* **WHAT THIS EXERCISE ASKS**:
(1) Translate this sentence from the text about Prentice Women's Hospital into Spanish: "Preservation is often characterized as expensive."
(2) Rewrite the text about Prentice Women's Hospital between "Okay, here is" and "that’s cash, bro.", inclusive, putting "money" in place of "cash".
(3) According to the text about Prentice Women's Hospital, what excuses does Northwestern Memorial Hospital give for demolishing the building? List all of them.

Preservation is often characterized as expensive. Why? Because it is a good excuse, even for the richest.
One of the preservation tragedies we have been awaiting these last few years is the demolition of Bertrand Goldeberg’s Prentice Women’s Hospital in Chicago, a mighty and evocative design from the 1960s, the last era of optimism. A Quatrefoil in plan, it took the stem-and-petals constructional idiom of Goldberg’s signature Marina City and evolved a powerful flower of a building, four cylindrical lobes of beautiful 60s concrete studded with rounded windows – for a guy Goldberg was pretty good at channelling the lost feminine tradition in Modernism and he was certainly an intellectual leader in recapturing that tradition from the Miesian hegemony.
The building will be demolished by Northwestern Memorial Hospital for all of the usual excuses: too old and inefficient, too much maintenance (as opposed to new buildings that don’t require maintenance???) and of course too expensive. We all know preservation is too expensive – it is drilled into our heads through repetition (as opposed to reason) just like we know that we all need to replace our windows. The “too expensive” mantra is then followed by a false appeal to the angels of preservation “if someone had enough money…”.
Okay, here is the lead from a Tribune article by Bruce Jappsen in today’s business section:
“Long the envy of area hospitals, Northwestern Memorial Hospital’s cash position recently hit $1 billion for the first time…”
That’s not equity or assets – that’s cash, bro.
They can pay all of their bills (health care bills!) for the next year and a half NO MATTER WHAT. I can’t say that – can you?

* **SUPPLIED ENTRIES**:

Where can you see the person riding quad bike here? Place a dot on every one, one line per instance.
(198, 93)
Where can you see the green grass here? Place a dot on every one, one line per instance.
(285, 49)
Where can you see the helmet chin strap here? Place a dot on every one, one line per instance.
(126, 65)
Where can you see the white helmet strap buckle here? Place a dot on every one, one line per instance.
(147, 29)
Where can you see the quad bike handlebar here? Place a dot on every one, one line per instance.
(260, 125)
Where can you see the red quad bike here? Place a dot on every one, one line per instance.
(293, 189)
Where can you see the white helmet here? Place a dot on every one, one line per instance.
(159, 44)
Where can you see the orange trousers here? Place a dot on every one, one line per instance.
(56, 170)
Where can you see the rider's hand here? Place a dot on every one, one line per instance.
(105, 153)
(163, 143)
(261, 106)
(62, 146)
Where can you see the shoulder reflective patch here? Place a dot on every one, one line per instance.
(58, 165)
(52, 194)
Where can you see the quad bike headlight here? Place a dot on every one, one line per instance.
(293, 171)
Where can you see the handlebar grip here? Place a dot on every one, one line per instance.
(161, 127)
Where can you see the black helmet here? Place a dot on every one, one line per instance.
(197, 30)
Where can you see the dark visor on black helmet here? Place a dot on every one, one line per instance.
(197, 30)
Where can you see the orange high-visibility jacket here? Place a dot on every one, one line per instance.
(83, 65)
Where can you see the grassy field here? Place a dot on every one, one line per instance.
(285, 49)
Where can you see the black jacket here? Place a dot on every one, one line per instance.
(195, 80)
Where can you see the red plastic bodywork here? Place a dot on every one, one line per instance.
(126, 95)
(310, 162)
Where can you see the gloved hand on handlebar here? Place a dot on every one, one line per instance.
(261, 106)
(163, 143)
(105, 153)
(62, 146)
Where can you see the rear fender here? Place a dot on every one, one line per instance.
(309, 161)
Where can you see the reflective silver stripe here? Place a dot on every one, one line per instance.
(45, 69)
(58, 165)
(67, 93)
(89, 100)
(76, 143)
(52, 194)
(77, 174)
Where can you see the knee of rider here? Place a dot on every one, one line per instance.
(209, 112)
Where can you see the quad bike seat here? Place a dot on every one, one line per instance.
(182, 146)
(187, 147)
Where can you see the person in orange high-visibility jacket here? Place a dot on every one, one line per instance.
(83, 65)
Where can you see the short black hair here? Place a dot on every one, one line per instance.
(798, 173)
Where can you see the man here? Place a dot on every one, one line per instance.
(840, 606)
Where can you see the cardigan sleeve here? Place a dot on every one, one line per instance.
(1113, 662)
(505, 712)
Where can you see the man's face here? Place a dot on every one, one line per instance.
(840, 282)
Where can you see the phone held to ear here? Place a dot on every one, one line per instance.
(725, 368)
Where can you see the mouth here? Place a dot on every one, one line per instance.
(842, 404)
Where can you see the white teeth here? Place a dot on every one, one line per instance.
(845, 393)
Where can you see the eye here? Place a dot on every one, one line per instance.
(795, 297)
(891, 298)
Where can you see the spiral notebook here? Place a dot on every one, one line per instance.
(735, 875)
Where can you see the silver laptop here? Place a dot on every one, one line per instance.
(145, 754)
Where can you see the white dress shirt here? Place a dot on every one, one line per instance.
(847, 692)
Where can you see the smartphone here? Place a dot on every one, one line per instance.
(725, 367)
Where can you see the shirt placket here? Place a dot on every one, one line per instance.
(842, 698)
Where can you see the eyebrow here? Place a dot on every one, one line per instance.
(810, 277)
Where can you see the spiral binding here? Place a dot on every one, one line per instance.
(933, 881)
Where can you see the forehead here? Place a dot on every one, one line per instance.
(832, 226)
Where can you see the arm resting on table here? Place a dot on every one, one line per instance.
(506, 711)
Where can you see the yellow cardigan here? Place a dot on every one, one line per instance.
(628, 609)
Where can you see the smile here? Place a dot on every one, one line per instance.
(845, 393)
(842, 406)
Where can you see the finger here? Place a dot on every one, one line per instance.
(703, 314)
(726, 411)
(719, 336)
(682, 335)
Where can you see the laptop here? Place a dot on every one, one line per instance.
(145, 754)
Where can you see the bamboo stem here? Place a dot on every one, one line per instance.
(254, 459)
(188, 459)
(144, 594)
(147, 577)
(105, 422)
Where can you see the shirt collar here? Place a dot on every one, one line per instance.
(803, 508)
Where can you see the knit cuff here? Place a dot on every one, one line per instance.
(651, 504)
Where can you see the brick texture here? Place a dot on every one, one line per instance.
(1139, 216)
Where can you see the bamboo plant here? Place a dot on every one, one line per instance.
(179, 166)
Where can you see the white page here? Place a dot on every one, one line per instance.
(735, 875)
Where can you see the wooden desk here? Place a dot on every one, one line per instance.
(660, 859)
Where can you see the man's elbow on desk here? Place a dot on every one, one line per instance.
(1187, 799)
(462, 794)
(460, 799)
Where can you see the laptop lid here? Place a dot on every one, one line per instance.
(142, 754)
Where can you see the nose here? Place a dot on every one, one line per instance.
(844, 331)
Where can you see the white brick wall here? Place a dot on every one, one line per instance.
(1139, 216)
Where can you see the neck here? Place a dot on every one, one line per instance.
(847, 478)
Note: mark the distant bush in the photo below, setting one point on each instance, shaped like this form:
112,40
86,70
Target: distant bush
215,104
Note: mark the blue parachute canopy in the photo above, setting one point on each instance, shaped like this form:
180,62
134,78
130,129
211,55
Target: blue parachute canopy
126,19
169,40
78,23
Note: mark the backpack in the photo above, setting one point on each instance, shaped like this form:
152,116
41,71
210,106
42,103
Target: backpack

* **RESPONSES BY ITEM NUMBER**:
(1) La preservación suele caracterizarse como costosa.

(2)
Okay, here is the lead from a Tribune article by Bruce Jappsen in today’s business section:
“Long the envy of area hospitals, Northwestern Memorial Hospital’s money position recently hit $1 billion for the first time…”
That’s not equity or assets – that’s money, bro.

(3)
- Too old and inefficient
- Too much maintenance
- Too expensive